[WHAT YOU NEED TO DO]
Report each line of the items below that contains the string "target". Matches must have the same letter case.
====== GIVEN DATA
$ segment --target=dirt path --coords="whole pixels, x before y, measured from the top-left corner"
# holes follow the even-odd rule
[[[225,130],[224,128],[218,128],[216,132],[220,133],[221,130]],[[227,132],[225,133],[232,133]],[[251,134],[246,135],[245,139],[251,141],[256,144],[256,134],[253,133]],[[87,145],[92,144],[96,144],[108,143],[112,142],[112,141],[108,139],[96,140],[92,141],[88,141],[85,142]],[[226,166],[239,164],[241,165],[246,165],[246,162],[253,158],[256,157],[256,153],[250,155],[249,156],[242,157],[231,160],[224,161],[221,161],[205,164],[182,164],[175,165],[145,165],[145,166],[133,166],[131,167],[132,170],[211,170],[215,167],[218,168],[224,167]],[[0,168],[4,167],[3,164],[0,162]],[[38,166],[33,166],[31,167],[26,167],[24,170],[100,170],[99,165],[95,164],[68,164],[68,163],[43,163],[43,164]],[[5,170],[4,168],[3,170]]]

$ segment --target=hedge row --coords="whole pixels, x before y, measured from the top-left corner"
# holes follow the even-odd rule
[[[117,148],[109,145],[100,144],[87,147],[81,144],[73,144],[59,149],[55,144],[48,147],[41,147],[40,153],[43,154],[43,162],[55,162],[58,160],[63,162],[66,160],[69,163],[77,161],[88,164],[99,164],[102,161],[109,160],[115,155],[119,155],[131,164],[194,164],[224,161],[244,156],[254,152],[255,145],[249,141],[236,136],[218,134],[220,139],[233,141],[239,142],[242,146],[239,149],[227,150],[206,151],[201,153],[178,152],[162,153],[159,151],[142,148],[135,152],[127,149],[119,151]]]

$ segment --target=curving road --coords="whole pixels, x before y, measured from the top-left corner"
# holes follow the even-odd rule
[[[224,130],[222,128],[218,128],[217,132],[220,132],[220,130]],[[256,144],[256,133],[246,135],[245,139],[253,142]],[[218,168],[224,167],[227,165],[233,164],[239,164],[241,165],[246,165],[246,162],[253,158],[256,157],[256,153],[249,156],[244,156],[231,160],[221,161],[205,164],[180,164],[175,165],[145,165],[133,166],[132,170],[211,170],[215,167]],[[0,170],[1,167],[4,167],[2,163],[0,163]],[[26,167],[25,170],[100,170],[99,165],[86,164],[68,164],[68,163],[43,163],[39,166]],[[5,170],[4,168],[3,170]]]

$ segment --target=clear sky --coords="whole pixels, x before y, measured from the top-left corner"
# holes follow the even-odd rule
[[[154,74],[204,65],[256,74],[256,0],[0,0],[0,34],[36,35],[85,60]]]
============
[TASK RESULT]
$ segment --target=dirt path --coords="whole pixels, x before y, measured from the top-left corner"
$ segment --target=hedge row --coords="whole pixels, x before y, measured from the top-left corner"
$ segment --target=curving road --coords="whole pixels, x before y, measured from the top-left corner"
$ segment --target=clear sky --coords="whole pixels, x before y, measured from the top-left corner"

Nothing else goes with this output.